▶ **Dataset excerpts**:
.....
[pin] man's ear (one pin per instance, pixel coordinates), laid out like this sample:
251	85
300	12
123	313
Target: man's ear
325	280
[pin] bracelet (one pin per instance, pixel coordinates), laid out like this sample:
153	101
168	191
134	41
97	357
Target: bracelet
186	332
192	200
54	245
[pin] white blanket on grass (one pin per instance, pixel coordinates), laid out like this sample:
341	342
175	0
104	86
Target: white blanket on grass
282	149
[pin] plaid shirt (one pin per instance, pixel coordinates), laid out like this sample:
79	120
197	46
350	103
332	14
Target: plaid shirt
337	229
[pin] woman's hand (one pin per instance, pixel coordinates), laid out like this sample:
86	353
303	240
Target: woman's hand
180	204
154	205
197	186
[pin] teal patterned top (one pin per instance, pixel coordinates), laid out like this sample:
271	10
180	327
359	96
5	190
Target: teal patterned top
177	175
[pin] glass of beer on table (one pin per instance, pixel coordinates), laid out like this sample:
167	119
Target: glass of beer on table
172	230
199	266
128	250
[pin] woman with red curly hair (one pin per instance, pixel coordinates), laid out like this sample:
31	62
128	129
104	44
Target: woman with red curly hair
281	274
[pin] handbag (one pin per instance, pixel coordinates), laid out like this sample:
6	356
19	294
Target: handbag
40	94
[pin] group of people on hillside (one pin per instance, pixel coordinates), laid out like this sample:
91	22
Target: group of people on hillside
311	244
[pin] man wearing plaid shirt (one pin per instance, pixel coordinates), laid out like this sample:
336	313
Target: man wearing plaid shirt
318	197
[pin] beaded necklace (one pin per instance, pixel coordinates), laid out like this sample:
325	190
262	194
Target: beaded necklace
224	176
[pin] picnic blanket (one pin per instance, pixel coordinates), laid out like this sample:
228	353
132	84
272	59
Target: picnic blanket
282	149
.....
▶ **Exercise**:
Copy out every line above word for word, from top to bottom.

▶ **Complete response**:
[pin] man's ear (one pin per instance, pixel coordinates), laid out like this sample:
251	85
300	12
123	313
Target: man's ear
325	280
[pin] bracelet (one pin per instance, pixel coordinates), laid out like this sample:
153	101
168	191
134	41
97	357
Target: bracelet
186	332
192	200
54	245
[pin] white blanket on grass (one pin per instance, pixel coordinates), laid out like this sample:
341	342
175	0
104	86
Target: white blanket on grass
282	149
[pin] plaid shirt (one pin per instance, pixel coordinates), laid out like this sample:
79	120
197	46
350	103
332	14
Target: plaid shirt
337	229
[pin] woman's hand (one pin per instance, pixel coordinates), laid out like this sample:
86	353
303	240
Target: woman's hand
180	204
154	205
197	186
[pin] teal patterned top (one pin per instance, pixel coordinates), laid out like this sample:
271	10
180	327
359	96
5	190
Target: teal patterned top
177	175
[pin] glass of beer on table (one pin per instance, pixel coordinates), laid out like this sample:
167	119
Target: glass of beer on table
172	230
199	266
128	250
[pin] woman with red curly hair (one pin per instance, pixel coordinates), laid out like this sample:
31	62
128	129
104	44
Target: woman with red curly hair
281	274
[pin] handbag (one pin per instance, pixel coordinates), laid out like this sample:
6	356
19	294
Target: handbag
40	94
[pin] group of people on hillside (one pin per instance, pixel coordinates), laid out like this sample:
91	22
Target: group of people on hillside
311	244
[pin] man wearing plaid shirt (one pin per instance, pixel coordinates), laid out like this sample:
336	313
Target: man wearing plaid shirt
318	197
[pin] beaded necklace (one pin per instance, pixel coordinates), laid out like this sample:
325	190
262	194
Target: beaded necklace
224	176
[pin] picnic blanket (one pin per instance, pixel coordinates), laid out like this sample:
228	353
132	84
272	59
Target: picnic blanket
282	149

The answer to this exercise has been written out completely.